■ Exercise ■
Reproduce the material below with every "Recorded points" changed to "Logged points" and nothing else altered.

■ Data listing ■
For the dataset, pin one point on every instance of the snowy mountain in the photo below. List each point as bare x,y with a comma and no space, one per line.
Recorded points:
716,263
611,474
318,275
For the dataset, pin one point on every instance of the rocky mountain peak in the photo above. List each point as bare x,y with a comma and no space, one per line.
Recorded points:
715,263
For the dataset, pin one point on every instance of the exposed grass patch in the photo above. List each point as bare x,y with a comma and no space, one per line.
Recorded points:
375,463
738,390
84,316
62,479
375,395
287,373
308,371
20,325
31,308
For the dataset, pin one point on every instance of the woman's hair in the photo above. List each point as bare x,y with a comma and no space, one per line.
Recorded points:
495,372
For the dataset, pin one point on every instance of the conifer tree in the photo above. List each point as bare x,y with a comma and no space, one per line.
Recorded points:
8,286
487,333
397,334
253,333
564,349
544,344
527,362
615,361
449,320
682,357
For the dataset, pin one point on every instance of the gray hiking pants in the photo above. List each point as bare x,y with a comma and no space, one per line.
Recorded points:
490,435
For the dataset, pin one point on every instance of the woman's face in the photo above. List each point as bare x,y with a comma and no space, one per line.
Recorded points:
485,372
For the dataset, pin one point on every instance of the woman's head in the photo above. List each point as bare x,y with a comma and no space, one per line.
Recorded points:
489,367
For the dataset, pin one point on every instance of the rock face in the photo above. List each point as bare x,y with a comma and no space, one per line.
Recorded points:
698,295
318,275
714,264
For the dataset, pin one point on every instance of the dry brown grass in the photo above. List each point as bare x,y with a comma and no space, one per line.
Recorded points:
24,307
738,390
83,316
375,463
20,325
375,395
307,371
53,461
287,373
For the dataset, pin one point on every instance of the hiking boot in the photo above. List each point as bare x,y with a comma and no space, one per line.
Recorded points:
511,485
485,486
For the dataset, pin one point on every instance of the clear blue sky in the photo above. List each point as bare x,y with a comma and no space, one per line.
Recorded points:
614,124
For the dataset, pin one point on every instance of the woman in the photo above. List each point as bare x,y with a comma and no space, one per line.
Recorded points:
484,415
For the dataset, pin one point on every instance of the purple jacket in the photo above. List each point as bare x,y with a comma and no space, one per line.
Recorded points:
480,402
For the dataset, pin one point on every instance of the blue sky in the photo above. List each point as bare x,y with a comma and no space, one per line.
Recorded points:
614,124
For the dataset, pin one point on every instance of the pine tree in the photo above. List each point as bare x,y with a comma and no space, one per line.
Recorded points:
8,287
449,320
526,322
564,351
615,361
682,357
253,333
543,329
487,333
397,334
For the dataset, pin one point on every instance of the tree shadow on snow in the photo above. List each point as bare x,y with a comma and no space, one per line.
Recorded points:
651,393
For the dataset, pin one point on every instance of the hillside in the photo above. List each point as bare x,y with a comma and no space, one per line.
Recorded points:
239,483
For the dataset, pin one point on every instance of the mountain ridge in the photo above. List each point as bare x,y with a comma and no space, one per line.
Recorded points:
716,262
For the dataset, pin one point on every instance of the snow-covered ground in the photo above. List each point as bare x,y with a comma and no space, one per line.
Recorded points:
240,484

■ The output ■
For the dataset, pin one point on every instance of the snowy mountain in the photo below. List each point as bare x,y with a comma and no space, one per line.
Logged points:
716,263
611,474
318,275
For the dataset, pin one point on every instance of the rocky mountain peak in the photo above. List each point as bare x,y with a comma and no space, one per line.
Logged points:
715,263
For the dataset, pin one point on every instance of the exposed grass patch in the photo above. List each point as bare x,y with a comma and no space, one per line.
Logged points:
375,463
738,390
84,316
62,479
375,395
287,373
308,371
20,325
31,308
For the dataset, pin one point on every instance of the woman's hair in the photo above. List each point as bare x,y with a comma and no space, one per line.
Logged points:
495,372
For the dataset, pin one point on every instance of the conifer tree in the photo above. List each point as bare x,y with a comma and no space, one per line.
Logged points:
8,286
487,333
397,334
253,333
564,349
544,344
527,362
615,361
449,320
682,357
For the dataset, pin one point on every instance of the gray hiking pants in the photo above. List each point as bare x,y with a comma and no space, one per line.
Logged points:
490,435
For the dataset, pin one point on every instance of the woman's face in the photo above. List each point as bare x,y with a comma and no space, one per line.
Logged points:
485,372
For the dataset, pin one point on every instance of the woman's head in the photo above. List each point as bare x,y with a comma and no space, one per line.
Logged points:
489,367
For the dataset, pin one point on every instance of the rock face in the photo above. List each point as bare x,y with a comma and no space, one per line.
Logged points:
698,295
318,275
714,264
For the dataset, pin one point on every instance of the dry brown grass in the photo above. List each point as bare x,y with a comma and no space, one per line.
Logged points:
24,307
738,390
83,316
375,463
20,325
375,395
307,371
53,461
287,373
For the dataset, pin one point on every instance of the hiking boot in the photo above. List each point as bare x,y with a comma and no space, one per line.
Logged points:
511,485
485,486
For the dataset, pin one point on every instance of the clear blue sky in the photo above. List each point as bare x,y with a comma and no space, one per line.
Logged points:
614,124
For the dataset, pin one point on every instance of the woman in the photo above. List each point as bare x,y with a comma and no space, one per line.
Logged points:
484,415
For the dataset, pin one point on every instance of the purple jacket in the photo above. List each point as bare x,y with a comma and no space, one per line.
Logged points:
480,402
For the dataset, pin one point on every instance of the blue sky in the photo above. List each point as bare x,y with a comma and no space, one per line.
Logged points:
614,124
For the dataset, pin one point on every instance of the pine tree in the photo above. List each point as bare x,y with a comma and no space, one per line.
Logged points:
8,287
449,320
526,322
564,351
615,361
682,357
253,333
543,329
487,333
397,334
For the dataset, pin one point on every instance of the tree shadow on snow in the photo above. List each point as bare x,y with a comma and no space, one per line.
Logged points:
651,393
For the dataset, pin one point on every instance of the hillside in the photo above. List each point as bare x,y with a comma and no space, one per line.
Logged points:
239,483
For the dataset, pin one point on every instance of the mountain ridge in the photo above. List each point as bare x,y with a comma and no space, one per line.
Logged points:
716,262
For the dataset, pin one point on every instance of the snow-covered ground in the photo above. List each point as bare x,y with a comma and no space, one per line.
Logged points:
240,484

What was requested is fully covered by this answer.